■ Required work:
[1] In the passage on evaluating ScholarCopilot, rewrite the paragraph beginning "More importantly, ScholarCopilot has also undergone real-person evaluation" as a brief bulleted list that keeps its main facts.
[2] Reproduce word for word the part of the passage on evaluating ScholarCopilot that opens with the words containing "1. Citation Retrieval" and closes with "generated paper content.".

■ Selected text:
Start of Block

To evaluate the performance of ScholarCopilot, the research team conducted extensive tests. They trained the model using 500,000 papers from arXiv and assessed its performance across multiple dimensions.
1. Citation Retrieval Accuracy: In terms of citation retrieval accuracy, ScholarCopilot performs excellently, with a Top-1 accuracy rate reaching 40.1%. Compared with other retrieval models, this result is significantly better than:
- E5-Mistral-7B-Instruct(15.0%)
- BM25(9.8%)
2. Quality of Paper Generation: In terms of the quality of paper generation (including relevance, coherence, academic rigor, completeness, and innovativeness), ScholarCopilot achieved a comprehensive score of 16.2 (out of 25), surpassing the larger-parameter Qwen-2.5-72B-Instruct model (15.8) and the Qwen-2.5-7B-Instruct model (13.9). This indicates that ScholarCopilot not only performs excellently in citation accuracy but also achieves relatively ideal results in the quality of generated paper content.

User Reviews
More importantly, ScholarCopilot has also undergone real-person evaluation. The participants were 10 students with an average of 4.2 years of academic writing experience, including 5 doctoral students, 4 master’s students, and 1 undergraduate student. The results of the evaluation are exciting:
- Citation Quality: 100% of respondents believe that the citation quality generated by ScholarCopilot is very high, completely solving the problem of “citation hallucination”.
- Overall practicality: Over 70% of the respondents indicated that they recognize the overall practicality of ScholarCopilot in actual use.

These data not only demonstrate the advantages of ScholarCopilot in citation generation but also show its wide applicability in academic writing.

End of Block

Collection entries
Start of Block

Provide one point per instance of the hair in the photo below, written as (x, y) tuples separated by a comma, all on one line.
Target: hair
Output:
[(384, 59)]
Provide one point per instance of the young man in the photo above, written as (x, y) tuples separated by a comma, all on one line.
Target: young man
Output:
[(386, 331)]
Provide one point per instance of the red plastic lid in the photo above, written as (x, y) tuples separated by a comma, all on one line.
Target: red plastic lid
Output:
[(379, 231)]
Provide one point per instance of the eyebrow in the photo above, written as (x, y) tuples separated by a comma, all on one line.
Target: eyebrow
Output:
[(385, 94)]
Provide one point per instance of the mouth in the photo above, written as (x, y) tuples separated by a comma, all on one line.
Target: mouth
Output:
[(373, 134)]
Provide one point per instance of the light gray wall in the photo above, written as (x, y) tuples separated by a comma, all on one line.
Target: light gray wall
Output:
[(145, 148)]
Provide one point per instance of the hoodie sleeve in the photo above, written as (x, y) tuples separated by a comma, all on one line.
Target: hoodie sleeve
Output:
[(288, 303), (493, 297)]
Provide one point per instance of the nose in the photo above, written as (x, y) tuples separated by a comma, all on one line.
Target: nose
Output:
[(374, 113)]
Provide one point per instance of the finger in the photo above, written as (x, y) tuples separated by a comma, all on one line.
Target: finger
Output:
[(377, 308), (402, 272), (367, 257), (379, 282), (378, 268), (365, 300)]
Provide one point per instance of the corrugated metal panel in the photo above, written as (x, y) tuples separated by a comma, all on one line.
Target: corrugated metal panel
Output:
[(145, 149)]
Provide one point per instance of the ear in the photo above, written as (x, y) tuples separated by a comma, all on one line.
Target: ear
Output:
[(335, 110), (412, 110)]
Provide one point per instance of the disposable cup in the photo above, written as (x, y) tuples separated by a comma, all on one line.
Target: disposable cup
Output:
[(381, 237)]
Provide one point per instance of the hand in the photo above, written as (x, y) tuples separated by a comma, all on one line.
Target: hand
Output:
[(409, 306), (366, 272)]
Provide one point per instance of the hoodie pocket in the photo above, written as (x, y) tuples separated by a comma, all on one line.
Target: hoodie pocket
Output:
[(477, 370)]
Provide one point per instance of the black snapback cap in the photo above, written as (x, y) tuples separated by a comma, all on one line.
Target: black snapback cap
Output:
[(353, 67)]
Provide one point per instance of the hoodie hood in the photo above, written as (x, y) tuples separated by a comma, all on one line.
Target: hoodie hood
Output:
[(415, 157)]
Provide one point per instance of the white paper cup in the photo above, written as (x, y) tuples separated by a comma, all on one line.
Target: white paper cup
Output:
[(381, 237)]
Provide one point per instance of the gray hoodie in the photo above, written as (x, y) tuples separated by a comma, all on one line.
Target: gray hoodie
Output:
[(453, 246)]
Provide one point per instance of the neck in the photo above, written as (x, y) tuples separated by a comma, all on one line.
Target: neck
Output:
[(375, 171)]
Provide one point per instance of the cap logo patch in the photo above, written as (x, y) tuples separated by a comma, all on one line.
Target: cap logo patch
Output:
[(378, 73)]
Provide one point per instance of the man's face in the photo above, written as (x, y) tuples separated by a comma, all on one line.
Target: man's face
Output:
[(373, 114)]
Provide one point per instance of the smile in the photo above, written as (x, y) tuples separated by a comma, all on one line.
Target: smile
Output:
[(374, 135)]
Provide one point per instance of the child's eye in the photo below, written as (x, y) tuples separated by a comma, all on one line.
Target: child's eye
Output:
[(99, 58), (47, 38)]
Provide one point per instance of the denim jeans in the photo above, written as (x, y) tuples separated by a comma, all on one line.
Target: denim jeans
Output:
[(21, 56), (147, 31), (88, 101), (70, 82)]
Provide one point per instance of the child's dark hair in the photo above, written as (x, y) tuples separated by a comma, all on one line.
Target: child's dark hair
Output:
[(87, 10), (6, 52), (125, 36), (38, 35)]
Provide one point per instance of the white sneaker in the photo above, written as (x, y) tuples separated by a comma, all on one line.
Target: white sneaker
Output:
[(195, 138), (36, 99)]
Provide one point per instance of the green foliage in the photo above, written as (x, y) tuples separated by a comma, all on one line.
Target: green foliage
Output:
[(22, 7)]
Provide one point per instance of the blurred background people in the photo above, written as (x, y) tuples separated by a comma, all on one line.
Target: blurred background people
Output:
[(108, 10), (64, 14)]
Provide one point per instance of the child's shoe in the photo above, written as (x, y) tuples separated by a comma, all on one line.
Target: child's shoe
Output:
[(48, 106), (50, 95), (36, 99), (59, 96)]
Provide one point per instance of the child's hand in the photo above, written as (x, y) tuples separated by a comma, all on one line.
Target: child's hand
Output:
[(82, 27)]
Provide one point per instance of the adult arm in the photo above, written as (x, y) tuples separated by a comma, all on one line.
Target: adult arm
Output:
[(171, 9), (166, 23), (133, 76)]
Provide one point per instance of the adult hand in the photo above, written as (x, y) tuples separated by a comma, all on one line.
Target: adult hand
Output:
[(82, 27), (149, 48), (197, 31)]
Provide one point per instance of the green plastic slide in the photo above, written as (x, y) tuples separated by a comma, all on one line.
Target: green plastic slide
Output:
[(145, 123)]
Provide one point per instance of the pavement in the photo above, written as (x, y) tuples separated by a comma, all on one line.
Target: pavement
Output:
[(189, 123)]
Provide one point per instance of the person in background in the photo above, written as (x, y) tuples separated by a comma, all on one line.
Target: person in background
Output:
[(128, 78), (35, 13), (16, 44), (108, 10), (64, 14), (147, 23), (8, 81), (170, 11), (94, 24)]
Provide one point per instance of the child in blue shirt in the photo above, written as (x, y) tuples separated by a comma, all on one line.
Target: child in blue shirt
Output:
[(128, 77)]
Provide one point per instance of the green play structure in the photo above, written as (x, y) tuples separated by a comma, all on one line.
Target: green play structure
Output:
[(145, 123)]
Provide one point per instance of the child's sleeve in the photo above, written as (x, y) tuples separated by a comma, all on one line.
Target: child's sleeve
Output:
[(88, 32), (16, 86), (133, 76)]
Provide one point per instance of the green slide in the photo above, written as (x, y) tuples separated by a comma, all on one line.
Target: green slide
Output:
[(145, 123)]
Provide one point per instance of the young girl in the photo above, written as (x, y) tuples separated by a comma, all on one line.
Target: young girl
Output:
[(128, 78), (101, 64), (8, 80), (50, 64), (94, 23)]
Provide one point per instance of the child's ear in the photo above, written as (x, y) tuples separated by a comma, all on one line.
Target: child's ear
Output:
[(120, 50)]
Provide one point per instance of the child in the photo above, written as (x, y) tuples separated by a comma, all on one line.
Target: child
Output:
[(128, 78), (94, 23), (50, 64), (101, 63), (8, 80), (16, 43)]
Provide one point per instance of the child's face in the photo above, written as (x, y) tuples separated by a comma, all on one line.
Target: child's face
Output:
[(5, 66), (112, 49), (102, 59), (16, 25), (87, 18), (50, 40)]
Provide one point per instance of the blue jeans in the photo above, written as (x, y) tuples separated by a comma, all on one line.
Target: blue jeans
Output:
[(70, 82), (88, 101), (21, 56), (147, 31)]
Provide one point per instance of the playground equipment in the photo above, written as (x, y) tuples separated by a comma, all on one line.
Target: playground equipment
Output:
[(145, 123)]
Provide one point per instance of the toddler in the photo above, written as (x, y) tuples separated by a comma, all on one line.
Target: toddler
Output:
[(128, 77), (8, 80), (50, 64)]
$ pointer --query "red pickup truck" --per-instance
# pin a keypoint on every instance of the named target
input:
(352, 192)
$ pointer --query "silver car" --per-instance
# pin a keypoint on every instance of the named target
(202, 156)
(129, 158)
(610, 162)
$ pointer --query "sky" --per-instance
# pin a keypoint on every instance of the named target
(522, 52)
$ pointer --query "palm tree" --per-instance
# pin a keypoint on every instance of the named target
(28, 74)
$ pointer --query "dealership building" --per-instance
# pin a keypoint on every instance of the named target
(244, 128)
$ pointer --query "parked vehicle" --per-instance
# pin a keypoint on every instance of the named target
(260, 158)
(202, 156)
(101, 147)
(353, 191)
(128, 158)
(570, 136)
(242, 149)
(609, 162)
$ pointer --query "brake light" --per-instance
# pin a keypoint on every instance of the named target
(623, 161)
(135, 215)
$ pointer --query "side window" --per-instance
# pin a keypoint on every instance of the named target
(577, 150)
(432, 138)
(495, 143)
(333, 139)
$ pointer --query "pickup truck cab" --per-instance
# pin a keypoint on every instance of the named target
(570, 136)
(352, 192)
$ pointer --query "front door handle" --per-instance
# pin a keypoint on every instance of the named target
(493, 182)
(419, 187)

End of Block

■ Written answers:
[1]
- ScholarCopilot was also evaluated by real people.
- The participants were 10 students with an average of 4.2 years of academic writing experience.
- They included 5 doctoral students, 4 master's students, and 1 undergraduate student.
- The evaluation results are described as exciting.

[2]
1. Citation Retrieval Accuracy: In terms of citation retrieval accuracy, ScholarCopilot performs excellently, with a Top-1 accuracy rate reaching 40.1%. Compared with other retrieval models, this result is significantly better than:
- E5-Mistral-7B-Instruct(15.0%)
- BM25(9.8%)
2. Quality of Paper Generation: In terms of the quality of paper generation (including relevance, coherence, academic rigor, completeness, and innovativeness), ScholarCopilot achieved a comprehensive score of 16.2 (out of 25), surpassing the larger-parameter Qwen-2.5-72B-Instruct model (15.8) and the Qwen-2.5-7B-Instruct model (13.9). This indicates that ScholarCopilot not only performs excellently in citation accuracy but also achieves relatively ideal results in the quality of generated paper content.